* begin *

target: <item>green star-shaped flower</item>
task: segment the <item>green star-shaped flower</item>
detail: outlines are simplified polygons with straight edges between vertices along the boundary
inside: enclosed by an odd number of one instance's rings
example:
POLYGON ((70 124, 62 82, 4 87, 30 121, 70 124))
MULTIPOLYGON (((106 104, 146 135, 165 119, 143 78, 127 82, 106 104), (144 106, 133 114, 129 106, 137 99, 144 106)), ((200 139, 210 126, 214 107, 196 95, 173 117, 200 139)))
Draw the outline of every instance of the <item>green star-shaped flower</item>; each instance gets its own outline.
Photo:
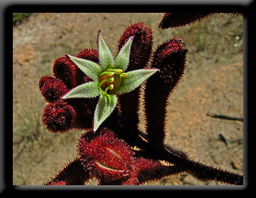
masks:
POLYGON ((131 37, 114 60, 99 31, 98 53, 101 65, 87 59, 68 55, 70 59, 93 81, 74 88, 62 99, 100 96, 94 112, 94 131, 97 130, 114 110, 118 101, 116 95, 134 90, 159 71, 158 69, 141 69, 124 72, 129 65, 132 40, 133 37, 131 37))

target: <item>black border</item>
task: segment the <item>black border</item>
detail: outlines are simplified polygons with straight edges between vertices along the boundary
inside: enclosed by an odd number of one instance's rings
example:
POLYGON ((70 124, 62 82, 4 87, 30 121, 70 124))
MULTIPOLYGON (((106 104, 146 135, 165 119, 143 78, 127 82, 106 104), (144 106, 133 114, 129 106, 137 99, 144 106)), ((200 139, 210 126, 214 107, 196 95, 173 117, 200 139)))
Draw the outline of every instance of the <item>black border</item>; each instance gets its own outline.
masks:
MULTIPOLYGON (((3 80, 4 80, 4 100, 3 106, 4 107, 4 116, 3 116, 3 122, 4 122, 4 127, 3 129, 3 138, 4 138, 4 175, 3 175, 3 180, 5 182, 4 186, 5 189, 3 190, 3 193, 6 194, 10 191, 18 191, 20 192, 27 192, 30 190, 30 188, 16 188, 13 186, 13 160, 12 160, 12 154, 13 150, 12 149, 12 135, 11 132, 9 130, 10 126, 12 126, 13 122, 12 121, 12 114, 9 112, 12 110, 11 106, 11 99, 12 99, 12 92, 10 91, 10 86, 13 85, 13 77, 11 76, 12 74, 12 48, 11 46, 13 46, 11 35, 13 33, 13 26, 11 25, 10 20, 12 19, 12 13, 22 13, 22 12, 33 12, 33 13, 71 13, 71 12, 80 12, 80 13, 99 13, 99 12, 111 12, 111 13, 157 13, 157 12, 240 12, 243 13, 244 17, 247 19, 247 37, 245 40, 245 47, 247 54, 244 55, 244 60, 247 65, 244 65, 244 91, 246 92, 245 97, 244 97, 244 133, 247 133, 247 139, 246 140, 252 140, 252 138, 249 138, 251 136, 248 134, 248 105, 249 105, 249 96, 248 96, 248 89, 249 89, 249 83, 247 82, 247 79, 249 77, 249 75, 252 75, 253 72, 250 72, 251 68, 249 68, 249 62, 252 59, 252 56, 249 55, 249 48, 252 46, 251 38, 252 38, 252 29, 251 25, 253 25, 253 12, 251 12, 250 8, 253 6, 254 3, 251 3, 248 6, 241 6, 241 5, 230 5, 230 4, 221 4, 221 5, 215 5, 215 4, 12 4, 9 7, 5 8, 3 19, 4 19, 4 35, 3 35, 3 41, 4 41, 4 49, 3 51, 3 80), (249 42, 250 41, 250 42, 249 42)), ((253 65, 252 65, 253 66, 253 65)), ((252 132, 253 133, 253 132, 252 132)), ((247 144, 244 144, 246 146, 248 146, 249 142, 247 141, 247 144)), ((245 148, 246 149, 246 148, 245 148)), ((252 178, 252 176, 248 173, 249 170, 251 170, 250 164, 249 163, 249 151, 251 150, 248 147, 247 150, 248 152, 245 153, 244 157, 247 159, 247 181, 246 181, 245 188, 241 190, 251 190, 252 188, 252 183, 249 182, 249 180, 252 178)), ((252 151, 250 151, 252 152, 252 151)), ((252 161, 251 161, 252 162, 252 161)), ((245 167, 246 168, 246 167, 245 167)), ((43 188, 41 189, 39 186, 38 188, 32 189, 36 190, 40 190, 40 192, 48 191, 47 189, 43 188)), ((63 188, 53 188, 52 190, 63 190, 63 188)), ((76 189, 76 188, 67 188, 67 190, 81 190, 81 189, 76 189)), ((85 189, 85 190, 96 190, 100 189, 85 189)), ((101 189, 102 190, 108 190, 108 187, 105 189, 101 189)), ((112 189, 110 188, 108 190, 118 190, 118 189, 112 189)), ((121 189, 125 190, 125 189, 121 189)), ((126 190, 132 190, 132 188, 129 188, 126 190)), ((134 190, 140 190, 137 188, 134 188, 134 190)), ((144 190, 145 189, 142 188, 142 190, 144 190)), ((146 189, 148 190, 148 189, 146 189)), ((151 189, 149 189, 151 190, 151 189)), ((155 189, 152 189, 155 190, 155 189)), ((157 189, 156 189, 157 190, 157 189)), ((163 190, 163 189, 159 189, 163 190)), ((173 190, 175 189, 170 188, 171 190, 173 190)), ((183 190, 182 188, 179 190, 183 190)), ((191 189, 193 190, 193 189, 191 189)), ((207 189, 207 190, 211 190, 211 189, 207 189)), ((215 189, 213 189, 215 190, 215 189)), ((219 190, 222 190, 220 188, 219 190)), ((223 189, 225 190, 225 189, 223 189)), ((65 191, 67 191, 65 190, 65 191)), ((237 190, 236 190, 236 194, 237 194, 237 190)), ((19 194, 20 195, 20 194, 19 194)), ((238 195, 238 194, 237 194, 238 195)))

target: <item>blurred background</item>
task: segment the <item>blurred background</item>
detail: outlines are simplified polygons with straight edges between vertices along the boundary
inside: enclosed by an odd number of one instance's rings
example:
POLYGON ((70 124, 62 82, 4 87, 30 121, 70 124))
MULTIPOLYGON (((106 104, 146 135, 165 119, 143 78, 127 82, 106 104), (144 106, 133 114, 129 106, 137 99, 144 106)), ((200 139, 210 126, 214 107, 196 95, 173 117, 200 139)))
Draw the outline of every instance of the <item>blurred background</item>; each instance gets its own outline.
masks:
MULTIPOLYGON (((150 26, 154 48, 183 37, 188 58, 183 79, 170 96, 166 144, 194 160, 243 173, 243 17, 215 14, 183 27, 161 30, 163 13, 37 13, 13 15, 13 184, 41 185, 76 157, 81 131, 53 135, 41 122, 46 105, 39 88, 56 58, 96 48, 97 31, 111 51, 131 24, 150 26)), ((140 110, 143 130, 143 110, 140 110)), ((89 184, 96 184, 91 180, 89 184)), ((149 185, 219 185, 184 173, 149 185)))

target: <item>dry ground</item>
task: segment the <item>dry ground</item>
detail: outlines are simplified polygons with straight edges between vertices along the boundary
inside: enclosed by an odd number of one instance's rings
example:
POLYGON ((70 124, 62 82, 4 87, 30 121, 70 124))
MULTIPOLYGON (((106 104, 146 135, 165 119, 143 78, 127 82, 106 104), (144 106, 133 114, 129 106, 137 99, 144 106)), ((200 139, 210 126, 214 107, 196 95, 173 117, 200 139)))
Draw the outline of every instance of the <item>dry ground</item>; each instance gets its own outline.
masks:
MULTIPOLYGON (((182 37, 189 49, 183 80, 170 97, 166 143, 201 162, 243 173, 243 122, 213 118, 209 110, 243 117, 243 19, 214 14, 184 27, 160 30, 162 13, 33 14, 14 26, 13 182, 41 185, 76 156, 80 131, 51 135, 41 122, 45 103, 38 83, 51 76, 55 59, 96 48, 99 29, 112 52, 130 24, 143 21, 154 34, 154 48, 182 37), (226 143, 220 137, 224 137, 226 143)), ((143 129, 141 111, 140 127, 143 129)), ((91 181, 90 184, 96 184, 91 181)), ((154 185, 204 184, 189 174, 154 185)))

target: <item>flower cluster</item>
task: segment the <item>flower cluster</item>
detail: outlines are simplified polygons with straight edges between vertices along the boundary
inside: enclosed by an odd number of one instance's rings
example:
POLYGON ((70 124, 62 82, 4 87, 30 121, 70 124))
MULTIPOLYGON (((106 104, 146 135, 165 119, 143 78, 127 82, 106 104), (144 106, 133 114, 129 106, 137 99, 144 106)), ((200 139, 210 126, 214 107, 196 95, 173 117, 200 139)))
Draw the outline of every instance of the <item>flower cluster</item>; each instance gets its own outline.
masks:
POLYGON ((138 22, 124 31, 115 59, 101 31, 97 50, 58 58, 54 76, 39 81, 49 103, 43 123, 54 133, 84 133, 78 156, 45 184, 81 185, 94 178, 99 184, 137 185, 182 173, 241 184, 242 176, 194 161, 164 144, 167 100, 183 75, 187 52, 183 39, 173 37, 153 53, 151 30, 138 22), (143 133, 138 107, 144 82, 143 133))

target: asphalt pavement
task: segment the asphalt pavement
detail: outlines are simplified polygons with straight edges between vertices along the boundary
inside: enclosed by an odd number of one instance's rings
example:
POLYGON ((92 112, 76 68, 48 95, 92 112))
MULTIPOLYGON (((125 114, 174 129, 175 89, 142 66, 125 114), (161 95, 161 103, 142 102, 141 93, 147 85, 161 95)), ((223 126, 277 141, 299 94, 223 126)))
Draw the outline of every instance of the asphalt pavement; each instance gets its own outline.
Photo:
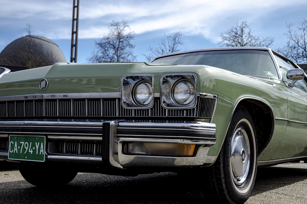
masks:
MULTIPOLYGON (((0 166, 0 203, 206 203, 192 175, 182 180, 169 172, 131 177, 79 173, 64 187, 46 189, 28 183, 14 166, 0 166)), ((307 203, 307 164, 258 169, 245 203, 307 203)))

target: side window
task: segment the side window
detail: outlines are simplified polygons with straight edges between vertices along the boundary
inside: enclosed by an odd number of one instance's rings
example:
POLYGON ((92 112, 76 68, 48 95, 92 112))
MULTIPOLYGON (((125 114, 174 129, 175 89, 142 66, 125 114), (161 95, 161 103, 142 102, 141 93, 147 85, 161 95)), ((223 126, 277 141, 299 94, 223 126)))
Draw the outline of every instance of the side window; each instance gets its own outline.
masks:
MULTIPOLYGON (((278 65, 279 66, 279 69, 280 69, 282 74, 284 81, 287 83, 291 83, 292 82, 292 80, 288 79, 287 78, 287 72, 288 70, 295 69, 296 68, 293 66, 290 62, 286 59, 276 55, 274 55, 276 61, 277 61, 277 63, 278 63, 278 65)), ((304 80, 297 81, 295 83, 294 86, 307 91, 307 86, 306 85, 304 80)))

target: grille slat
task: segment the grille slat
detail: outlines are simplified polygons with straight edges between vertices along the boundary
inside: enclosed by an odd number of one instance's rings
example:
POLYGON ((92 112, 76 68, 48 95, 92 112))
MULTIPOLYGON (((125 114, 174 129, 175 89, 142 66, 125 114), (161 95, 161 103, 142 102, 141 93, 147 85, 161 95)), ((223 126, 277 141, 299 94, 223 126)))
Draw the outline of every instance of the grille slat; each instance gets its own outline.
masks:
POLYGON ((59 145, 58 151, 52 151, 53 154, 64 154, 80 155, 101 156, 102 145, 89 141, 82 143, 74 141, 60 141, 56 143, 59 145))
POLYGON ((124 108, 119 98, 43 99, 0 102, 0 118, 25 117, 190 117, 211 118, 216 99, 199 97, 196 107, 167 109, 155 98, 148 109, 124 108))

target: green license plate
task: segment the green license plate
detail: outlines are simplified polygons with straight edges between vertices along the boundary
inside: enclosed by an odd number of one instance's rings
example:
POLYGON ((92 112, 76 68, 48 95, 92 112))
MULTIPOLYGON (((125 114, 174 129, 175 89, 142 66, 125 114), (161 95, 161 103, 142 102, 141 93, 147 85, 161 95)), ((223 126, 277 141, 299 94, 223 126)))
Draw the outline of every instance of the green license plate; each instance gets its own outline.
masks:
POLYGON ((45 136, 10 135, 9 159, 45 161, 45 136))

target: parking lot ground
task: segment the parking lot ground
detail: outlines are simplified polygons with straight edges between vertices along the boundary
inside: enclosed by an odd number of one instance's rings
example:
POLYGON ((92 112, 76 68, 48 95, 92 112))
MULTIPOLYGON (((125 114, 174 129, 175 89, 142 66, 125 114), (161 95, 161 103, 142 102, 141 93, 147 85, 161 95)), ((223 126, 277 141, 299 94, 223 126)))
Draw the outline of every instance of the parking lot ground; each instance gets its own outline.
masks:
MULTIPOLYGON (((79 173, 64 188, 44 190, 27 182, 14 164, 10 164, 12 169, 0 166, 0 203, 206 203, 200 189, 192 185, 197 180, 193 176, 182 181, 168 172, 132 177, 79 173), (187 187, 187 183, 192 187, 187 187)), ((307 163, 258 169, 245 203, 307 203, 307 163)))

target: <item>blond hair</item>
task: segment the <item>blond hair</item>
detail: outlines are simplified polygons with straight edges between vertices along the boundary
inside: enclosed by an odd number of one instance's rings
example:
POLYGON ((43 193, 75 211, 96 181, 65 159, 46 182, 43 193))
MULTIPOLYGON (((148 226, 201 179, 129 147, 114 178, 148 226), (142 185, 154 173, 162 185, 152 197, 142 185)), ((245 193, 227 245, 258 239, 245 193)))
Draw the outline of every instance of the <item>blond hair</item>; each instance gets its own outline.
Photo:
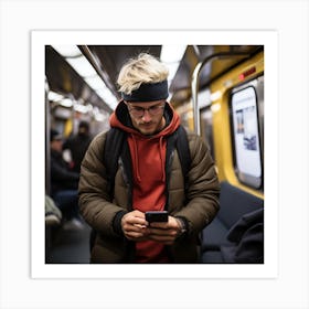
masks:
POLYGON ((130 58, 120 70, 117 84, 119 92, 130 95, 141 84, 154 84, 166 81, 169 70, 154 56, 141 53, 130 58))

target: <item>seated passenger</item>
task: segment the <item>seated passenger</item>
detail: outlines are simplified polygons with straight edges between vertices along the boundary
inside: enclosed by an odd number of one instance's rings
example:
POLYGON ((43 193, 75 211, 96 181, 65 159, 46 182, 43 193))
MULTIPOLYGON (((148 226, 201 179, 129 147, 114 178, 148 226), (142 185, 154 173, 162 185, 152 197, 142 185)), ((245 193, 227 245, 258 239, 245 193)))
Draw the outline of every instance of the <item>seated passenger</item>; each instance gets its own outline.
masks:
POLYGON ((90 141, 89 124, 87 121, 81 121, 77 135, 73 135, 64 142, 63 149, 68 150, 71 153, 73 171, 81 172, 81 164, 90 141))
POLYGON ((77 185, 79 174, 70 170, 63 159, 63 138, 51 130, 51 196, 66 220, 64 228, 83 228, 78 215, 77 185))

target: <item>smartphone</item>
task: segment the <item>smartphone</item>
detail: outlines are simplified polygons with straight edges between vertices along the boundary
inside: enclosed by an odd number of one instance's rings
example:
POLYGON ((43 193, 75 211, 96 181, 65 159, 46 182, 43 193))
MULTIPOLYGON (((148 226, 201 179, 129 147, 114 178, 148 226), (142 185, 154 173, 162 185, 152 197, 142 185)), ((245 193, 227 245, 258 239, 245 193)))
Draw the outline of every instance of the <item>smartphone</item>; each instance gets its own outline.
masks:
POLYGON ((169 214, 167 211, 149 211, 145 213, 145 217, 149 223, 169 221, 169 214))

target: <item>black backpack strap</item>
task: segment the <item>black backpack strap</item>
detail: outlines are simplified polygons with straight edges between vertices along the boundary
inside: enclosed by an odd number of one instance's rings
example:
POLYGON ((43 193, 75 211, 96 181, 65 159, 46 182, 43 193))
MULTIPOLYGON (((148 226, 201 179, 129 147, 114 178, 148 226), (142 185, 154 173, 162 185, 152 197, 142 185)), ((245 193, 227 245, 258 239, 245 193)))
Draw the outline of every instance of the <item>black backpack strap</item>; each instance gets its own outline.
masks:
POLYGON ((118 169, 118 160, 126 139, 126 134, 117 128, 111 128, 106 134, 104 145, 104 164, 106 168, 108 192, 110 200, 114 196, 115 177, 118 169))
POLYGON ((182 174, 184 178, 184 193, 187 196, 187 192, 189 189, 189 170, 191 166, 191 156, 190 156, 188 135, 182 126, 179 126, 177 130, 175 147, 181 163, 182 174))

* end *

[What you need to do]:
Copy out the lines of the listing from the line with "target: <item>blond hair</item>" through the line with "POLYGON ((130 58, 120", putting "light hair" wherever "blond hair" appears and keeping everything else the same. Leave the pictures out.

[Response]:
target: <item>light hair</item>
task: segment the <item>light hair</item>
detail: outlines are simplified polygons with straight edges between vertices along the boundary
inside: enclosed by an odd number of one instance's rings
example:
POLYGON ((43 193, 75 211, 96 181, 65 159, 46 182, 43 193))
MULTIPOLYGON (((148 226, 201 179, 129 147, 114 178, 148 226), (142 185, 154 173, 162 185, 152 197, 142 185)), ((245 193, 227 245, 258 239, 245 193)))
Draw the outline of every instance of the <item>light hair</item>; each instance gets its own outline.
Photo:
masks:
POLYGON ((130 58, 120 70, 117 84, 119 92, 130 95, 141 84, 154 84, 166 81, 169 70, 154 56, 141 53, 130 58))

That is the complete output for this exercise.